» EXERCISE AIM: Carry on the article about simplifying MapReduce with Cascading, beginning right after its last sentence.

Complex Data Processing Gets Simpler With Cascading

by Dmitry Orekhov, Software Engineering Team Leader, EPAM Belarus

Big data processing has made incredible strides over the past years, and it would be hard to overstate the role of the MapReduce programming model in this progress. However, MapReduce, while powerful, is still almost universally regarded as a complicated and difficult framework to use, even for professional software engineers. Indeed, developing useful applications on Hadoop with pure MapReduce isn't a trivial task. The Cascading framework based on Hadoop MapReduce may simplify this process significantly.

What’s Wrong With MapReduce?

Paradigm

MapReduce requires a programmer to think in terms of "map" and "reduce," an unintuitive programming model. It is much easier to develop complex applications if you work with a model that more easily maps to your problem domain.

Verbosity and development time

Programming a simple MapReduce job with basic Java requires writing many lines of boilerplate code (e.g. a trivial Word Count requires about 50 lines). There is plenty of Hadoop intrusiveness (Context, Writables, Exceptions, etc.) and a low-level glue code. Rich data types and common operations (such as joins, projections and filters) are tedious to implement and, predictably, require a custom code plus a considerable amount of development time, code review and testing.

[Labeled-object pointing entries]
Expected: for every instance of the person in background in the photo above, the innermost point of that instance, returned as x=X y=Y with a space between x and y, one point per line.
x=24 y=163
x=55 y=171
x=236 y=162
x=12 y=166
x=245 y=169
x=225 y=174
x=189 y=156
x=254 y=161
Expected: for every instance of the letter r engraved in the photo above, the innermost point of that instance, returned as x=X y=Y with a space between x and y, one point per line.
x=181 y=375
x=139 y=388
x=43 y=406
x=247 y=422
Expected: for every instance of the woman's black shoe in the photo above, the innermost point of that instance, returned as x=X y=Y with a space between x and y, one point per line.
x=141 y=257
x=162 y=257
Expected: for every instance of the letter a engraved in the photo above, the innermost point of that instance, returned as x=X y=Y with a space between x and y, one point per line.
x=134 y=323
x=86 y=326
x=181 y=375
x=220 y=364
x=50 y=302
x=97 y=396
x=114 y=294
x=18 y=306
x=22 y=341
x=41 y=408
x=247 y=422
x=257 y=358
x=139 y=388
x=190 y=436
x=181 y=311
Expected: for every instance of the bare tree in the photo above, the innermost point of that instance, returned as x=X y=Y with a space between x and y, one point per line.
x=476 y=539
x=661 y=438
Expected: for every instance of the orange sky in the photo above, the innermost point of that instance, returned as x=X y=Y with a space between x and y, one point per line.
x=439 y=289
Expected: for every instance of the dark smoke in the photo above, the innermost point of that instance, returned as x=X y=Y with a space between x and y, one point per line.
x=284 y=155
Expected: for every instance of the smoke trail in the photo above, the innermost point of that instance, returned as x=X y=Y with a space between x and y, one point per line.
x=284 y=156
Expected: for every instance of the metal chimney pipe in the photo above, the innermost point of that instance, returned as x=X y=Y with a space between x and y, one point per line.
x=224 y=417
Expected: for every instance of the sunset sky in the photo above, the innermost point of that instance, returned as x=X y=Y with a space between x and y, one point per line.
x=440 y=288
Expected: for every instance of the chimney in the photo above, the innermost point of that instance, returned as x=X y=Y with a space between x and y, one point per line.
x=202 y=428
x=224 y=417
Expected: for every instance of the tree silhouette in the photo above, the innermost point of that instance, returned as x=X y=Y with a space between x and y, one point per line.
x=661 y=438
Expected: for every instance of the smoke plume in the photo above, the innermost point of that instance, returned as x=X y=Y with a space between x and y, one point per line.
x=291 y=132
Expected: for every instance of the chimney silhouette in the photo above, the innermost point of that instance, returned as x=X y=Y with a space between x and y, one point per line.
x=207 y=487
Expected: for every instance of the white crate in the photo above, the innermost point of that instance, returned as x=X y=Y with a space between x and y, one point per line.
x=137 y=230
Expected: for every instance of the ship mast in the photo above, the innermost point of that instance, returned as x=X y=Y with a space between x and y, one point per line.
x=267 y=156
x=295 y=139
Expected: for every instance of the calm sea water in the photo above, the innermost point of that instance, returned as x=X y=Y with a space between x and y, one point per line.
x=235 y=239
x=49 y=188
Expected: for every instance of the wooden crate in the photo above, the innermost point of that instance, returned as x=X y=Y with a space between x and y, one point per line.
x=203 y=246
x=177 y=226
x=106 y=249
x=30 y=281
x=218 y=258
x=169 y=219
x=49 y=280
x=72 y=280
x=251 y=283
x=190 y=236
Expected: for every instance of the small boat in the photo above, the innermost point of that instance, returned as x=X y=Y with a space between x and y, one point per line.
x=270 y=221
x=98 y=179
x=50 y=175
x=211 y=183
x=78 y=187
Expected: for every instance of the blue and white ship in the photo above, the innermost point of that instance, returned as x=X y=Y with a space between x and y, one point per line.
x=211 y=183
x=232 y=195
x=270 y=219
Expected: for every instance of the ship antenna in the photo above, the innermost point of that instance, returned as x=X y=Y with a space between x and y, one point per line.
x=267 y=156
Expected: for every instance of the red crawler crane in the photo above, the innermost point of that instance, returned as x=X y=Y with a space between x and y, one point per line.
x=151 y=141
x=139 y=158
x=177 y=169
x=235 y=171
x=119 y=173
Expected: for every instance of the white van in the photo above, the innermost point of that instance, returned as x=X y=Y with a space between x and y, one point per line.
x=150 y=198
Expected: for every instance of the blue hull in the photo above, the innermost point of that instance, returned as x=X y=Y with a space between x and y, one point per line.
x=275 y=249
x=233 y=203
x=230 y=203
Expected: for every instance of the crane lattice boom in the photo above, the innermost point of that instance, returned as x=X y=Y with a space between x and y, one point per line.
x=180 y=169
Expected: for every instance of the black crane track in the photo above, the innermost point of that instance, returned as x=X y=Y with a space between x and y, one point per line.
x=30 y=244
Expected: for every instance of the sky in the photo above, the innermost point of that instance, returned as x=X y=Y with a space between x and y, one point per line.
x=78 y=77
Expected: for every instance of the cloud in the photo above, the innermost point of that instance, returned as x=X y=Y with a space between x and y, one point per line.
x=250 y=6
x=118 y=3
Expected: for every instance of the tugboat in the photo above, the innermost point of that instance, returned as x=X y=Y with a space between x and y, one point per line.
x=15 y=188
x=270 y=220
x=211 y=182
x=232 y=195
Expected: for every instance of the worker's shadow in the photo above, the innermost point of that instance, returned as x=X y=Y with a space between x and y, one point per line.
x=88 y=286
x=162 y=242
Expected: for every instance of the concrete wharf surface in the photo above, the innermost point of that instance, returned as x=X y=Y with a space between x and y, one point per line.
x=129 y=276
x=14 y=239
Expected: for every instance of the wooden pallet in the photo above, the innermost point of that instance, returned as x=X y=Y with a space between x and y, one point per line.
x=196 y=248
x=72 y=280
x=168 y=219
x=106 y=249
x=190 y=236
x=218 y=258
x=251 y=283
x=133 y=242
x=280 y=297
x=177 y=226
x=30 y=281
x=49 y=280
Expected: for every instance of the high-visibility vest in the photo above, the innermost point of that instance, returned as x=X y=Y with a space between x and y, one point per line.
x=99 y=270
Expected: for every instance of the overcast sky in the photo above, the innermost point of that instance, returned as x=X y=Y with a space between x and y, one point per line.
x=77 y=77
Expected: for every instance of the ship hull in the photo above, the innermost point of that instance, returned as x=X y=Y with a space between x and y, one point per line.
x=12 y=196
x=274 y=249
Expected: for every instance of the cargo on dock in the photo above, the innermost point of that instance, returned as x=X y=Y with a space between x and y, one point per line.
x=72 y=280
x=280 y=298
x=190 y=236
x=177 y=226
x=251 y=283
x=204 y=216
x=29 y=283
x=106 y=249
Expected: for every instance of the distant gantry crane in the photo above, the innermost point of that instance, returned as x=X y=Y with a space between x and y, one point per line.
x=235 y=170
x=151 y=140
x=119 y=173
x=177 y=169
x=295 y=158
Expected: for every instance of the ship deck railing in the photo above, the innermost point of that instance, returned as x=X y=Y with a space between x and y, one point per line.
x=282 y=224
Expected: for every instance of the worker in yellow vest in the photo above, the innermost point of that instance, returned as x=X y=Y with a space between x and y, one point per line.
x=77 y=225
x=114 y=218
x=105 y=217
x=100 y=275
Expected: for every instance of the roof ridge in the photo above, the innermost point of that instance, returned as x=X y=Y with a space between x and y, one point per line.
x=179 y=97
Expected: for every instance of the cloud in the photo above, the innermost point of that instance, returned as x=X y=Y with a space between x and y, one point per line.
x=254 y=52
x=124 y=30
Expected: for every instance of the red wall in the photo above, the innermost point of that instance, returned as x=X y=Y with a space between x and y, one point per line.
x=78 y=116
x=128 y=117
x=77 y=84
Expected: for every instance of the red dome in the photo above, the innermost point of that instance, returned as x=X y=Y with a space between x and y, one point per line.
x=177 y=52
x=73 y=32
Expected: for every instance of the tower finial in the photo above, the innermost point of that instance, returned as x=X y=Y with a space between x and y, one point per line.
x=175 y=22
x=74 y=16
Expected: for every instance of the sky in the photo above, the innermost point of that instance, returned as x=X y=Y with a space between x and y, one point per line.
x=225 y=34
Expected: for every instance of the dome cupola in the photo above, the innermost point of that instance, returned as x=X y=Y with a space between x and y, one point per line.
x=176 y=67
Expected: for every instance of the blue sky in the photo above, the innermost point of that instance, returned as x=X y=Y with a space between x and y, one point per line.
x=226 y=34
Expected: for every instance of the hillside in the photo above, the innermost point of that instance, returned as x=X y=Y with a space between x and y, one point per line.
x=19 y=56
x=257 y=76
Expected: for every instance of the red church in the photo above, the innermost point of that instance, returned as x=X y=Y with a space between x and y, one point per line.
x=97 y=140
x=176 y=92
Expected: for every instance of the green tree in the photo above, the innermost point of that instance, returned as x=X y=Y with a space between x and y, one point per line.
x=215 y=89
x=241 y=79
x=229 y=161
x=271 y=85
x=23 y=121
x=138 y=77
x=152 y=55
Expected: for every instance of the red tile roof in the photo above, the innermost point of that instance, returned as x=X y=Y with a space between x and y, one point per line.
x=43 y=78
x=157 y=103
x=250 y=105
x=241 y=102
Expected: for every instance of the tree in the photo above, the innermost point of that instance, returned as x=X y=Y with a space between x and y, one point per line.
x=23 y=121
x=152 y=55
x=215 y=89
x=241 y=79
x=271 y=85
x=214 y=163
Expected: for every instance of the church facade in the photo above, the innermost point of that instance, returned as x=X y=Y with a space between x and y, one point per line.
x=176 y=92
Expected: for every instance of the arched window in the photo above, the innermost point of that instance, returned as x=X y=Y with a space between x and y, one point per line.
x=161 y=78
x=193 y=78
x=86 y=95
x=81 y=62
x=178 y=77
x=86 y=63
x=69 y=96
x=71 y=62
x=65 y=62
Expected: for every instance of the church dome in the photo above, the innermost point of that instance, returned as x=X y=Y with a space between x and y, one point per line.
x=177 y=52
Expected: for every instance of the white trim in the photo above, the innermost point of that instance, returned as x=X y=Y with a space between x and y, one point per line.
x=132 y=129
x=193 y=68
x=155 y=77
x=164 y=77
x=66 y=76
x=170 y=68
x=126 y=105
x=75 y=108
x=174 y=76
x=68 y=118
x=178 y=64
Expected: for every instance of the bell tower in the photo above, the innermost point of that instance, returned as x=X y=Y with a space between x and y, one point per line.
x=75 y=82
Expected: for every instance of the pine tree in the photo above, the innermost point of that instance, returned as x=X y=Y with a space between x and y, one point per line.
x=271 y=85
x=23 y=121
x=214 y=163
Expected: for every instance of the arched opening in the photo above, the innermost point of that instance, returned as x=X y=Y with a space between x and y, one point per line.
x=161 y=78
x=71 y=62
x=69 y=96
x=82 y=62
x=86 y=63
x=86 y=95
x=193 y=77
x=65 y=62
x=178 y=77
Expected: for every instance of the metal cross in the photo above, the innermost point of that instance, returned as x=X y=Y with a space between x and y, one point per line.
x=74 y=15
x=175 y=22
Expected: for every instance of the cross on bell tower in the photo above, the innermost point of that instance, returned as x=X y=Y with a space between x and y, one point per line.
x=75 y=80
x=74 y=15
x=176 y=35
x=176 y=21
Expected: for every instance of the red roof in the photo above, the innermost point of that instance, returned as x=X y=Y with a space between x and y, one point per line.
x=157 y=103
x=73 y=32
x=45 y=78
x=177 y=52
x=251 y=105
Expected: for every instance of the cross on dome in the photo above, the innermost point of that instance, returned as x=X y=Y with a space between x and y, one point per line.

» EXERCISE RESPONSE:
Optimization and performance

Imagine a complex data flow that results in dozens of MapReduce jobs that perform joining, filtering and aggregating differently. Because of Hadoop’s distributed nature and the complexity of the MapReduce paradigm, it is hard to decide how to optimize the execution of such a flow to achieve optimal performance. This task requires a huge amount of effort along with an in-depth understanding of Hadoop internals.

In addition, complex multi-staged jobs can be difficult to manage and maintain, and there may be some version mismatches during deployment. Moreover, there are some problems with debugging, testability and IDE support.


You Can Do It Simpler With…

...Pig and Hive

Because of all these issues, there are several application frameworks that try to ease the complexity of writing MapReduce jobs by using high-level abstractions over MapReduce. They usually provide a set of tools that users may be more familiar with, for example, Hive provides an SQL-like language to operate on your data. It was designed to appeal to a community already familiar with SQL and relational databases. Also, Pig provides a procedural scripting language (PigLatin) for expressing data flows, and a runtime environment where PigLatin scripts are executed.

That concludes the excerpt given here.